Begin GIVEN RECORDS

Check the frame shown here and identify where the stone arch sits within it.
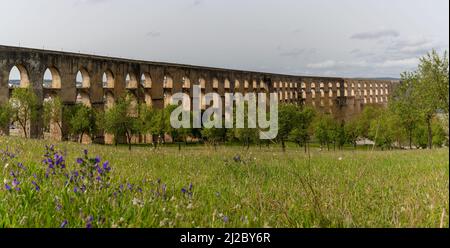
[328,83,333,98]
[198,77,206,109]
[311,83,316,99]
[163,75,173,89]
[75,92,92,107]
[102,70,116,89]
[103,91,116,110]
[8,64,30,88]
[181,76,191,89]
[244,80,250,89]
[125,72,138,89]
[126,92,139,117]
[163,75,173,106]
[140,72,152,89]
[42,66,61,89]
[75,67,91,88]
[224,78,231,90]
[213,77,219,90]
[234,79,241,90]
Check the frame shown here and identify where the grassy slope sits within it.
[0,137,449,227]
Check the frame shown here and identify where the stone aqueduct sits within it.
[0,46,398,142]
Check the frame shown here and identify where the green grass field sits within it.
[0,137,449,228]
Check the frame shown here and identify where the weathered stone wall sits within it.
[0,46,397,143]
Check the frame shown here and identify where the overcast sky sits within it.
[0,0,449,77]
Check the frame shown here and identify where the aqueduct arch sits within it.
[0,46,398,141]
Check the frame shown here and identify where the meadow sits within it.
[0,137,449,228]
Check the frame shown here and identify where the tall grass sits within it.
[0,137,449,227]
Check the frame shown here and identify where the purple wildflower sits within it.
[12,178,20,187]
[223,216,230,223]
[86,215,94,228]
[31,181,41,191]
[17,163,27,170]
[103,161,111,171]
[60,220,69,228]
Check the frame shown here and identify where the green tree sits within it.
[356,105,382,139]
[389,72,420,149]
[313,113,336,150]
[69,104,98,143]
[0,103,12,134]
[413,50,449,149]
[43,97,64,136]
[104,96,142,150]
[289,107,316,152]
[277,104,301,151]
[10,88,39,138]
[344,118,358,149]
[431,118,447,147]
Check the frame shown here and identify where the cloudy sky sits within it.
[0,0,449,77]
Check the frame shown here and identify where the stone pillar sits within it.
[0,64,9,135]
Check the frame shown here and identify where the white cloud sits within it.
[306,60,337,69]
[376,58,419,68]
[350,29,400,40]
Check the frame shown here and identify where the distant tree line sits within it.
[0,50,449,152]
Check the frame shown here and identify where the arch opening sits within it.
[102,70,115,89]
[125,73,137,89]
[8,65,30,88]
[75,68,91,89]
[141,72,152,89]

End GIVEN RECORDS

Can you lay out the material above as a Markdown table with the columns "Row" and "Line", giving each line its own numbered row, skipping blank lines, and leaving the pictures out?

* **EXPECTED ANSWER**
| Row | Line |
|---|---|
| 1 | Check the frame shown here and identify where the stone arch sits within it. |
| 2 | [328,83,333,98] |
| 3 | [198,77,206,109] |
| 4 | [311,83,316,99] |
| 5 | [163,75,173,89] |
| 6 | [75,92,92,107] |
| 7 | [102,70,116,89] |
| 8 | [103,91,116,110] |
| 9 | [8,64,30,88] |
| 10 | [181,76,191,89] |
| 11 | [244,80,250,89] |
| 12 | [125,72,138,89] |
| 13 | [126,92,139,117] |
| 14 | [163,75,173,106] |
| 15 | [140,72,152,89] |
| 16 | [42,66,61,89] |
| 17 | [75,67,91,88] |
| 18 | [224,78,231,90] |
| 19 | [213,77,219,90] |
| 20 | [234,79,241,90] |
| 21 | Check the frame shown here and identify where the grassy slope sits within it. |
| 22 | [0,137,449,227] |
| 23 | Check the frame shown here and identify where the stone aqueduct sits within it. |
| 24 | [0,46,398,142] |
| 25 | Check the frame shown here and identify where the green grass field sits within it. |
| 26 | [0,137,449,228] |
| 27 | Check the frame shown here and identify where the weathered stone wall sits within it. |
| 28 | [0,46,397,143] |
| 29 | Check the frame shown here and identify where the overcast sky sits within it. |
| 30 | [0,0,449,77] |
| 31 | Check the frame shown here and identify where the aqueduct arch sits within it. |
| 32 | [0,46,398,141] |
| 33 | Check the frame shown here and identify where the meadow sits within it. |
| 34 | [0,137,449,228] |
| 35 | Check the frame shown here and identify where the tall grass sits within it. |
| 36 | [0,137,449,227] |
| 37 | Check the frame shown here and identify where the purple wildflower sits within it. |
| 38 | [12,178,20,187] |
| 39 | [223,216,230,223] |
| 40 | [86,215,94,228] |
| 41 | [31,181,41,191] |
| 42 | [17,163,27,170] |
| 43 | [103,161,111,171] |
| 44 | [60,220,69,228] |
| 45 | Check the frame shown here and identify where the green tree sits within it. |
| 46 | [356,105,382,139] |
| 47 | [389,72,420,149] |
| 48 | [313,113,336,150] |
| 49 | [69,104,98,143] |
| 50 | [0,103,12,134] |
| 51 | [413,50,449,149] |
| 52 | [43,97,64,136] |
| 53 | [104,96,142,150] |
| 54 | [289,107,316,152] |
| 55 | [277,104,301,151] |
| 56 | [10,88,39,138] |
| 57 | [344,118,358,149] |
| 58 | [431,118,447,147] |
| 59 | Check the frame shown here and identify where the cloudy sky sits within it. |
| 60 | [0,0,449,77] |
| 61 | Check the frame shown here and identify where the stone pillar sits within it. |
| 62 | [0,64,9,135] |
| 63 | Check the frame shown here and identify where the white cloud sits within it. |
| 64 | [306,60,337,69] |
| 65 | [376,58,419,68] |
| 66 | [350,29,400,40] |
| 67 | Check the frame shown here and identify where the distant tree line sits within it. |
| 68 | [0,50,449,152] |
| 69 | Check the frame shown here and identify where the arch opening sits within it. |
| 70 | [102,70,115,89] |
| 71 | [125,73,137,89] |
| 72 | [8,65,30,88] |
| 73 | [75,68,91,89] |
| 74 | [141,72,152,89] |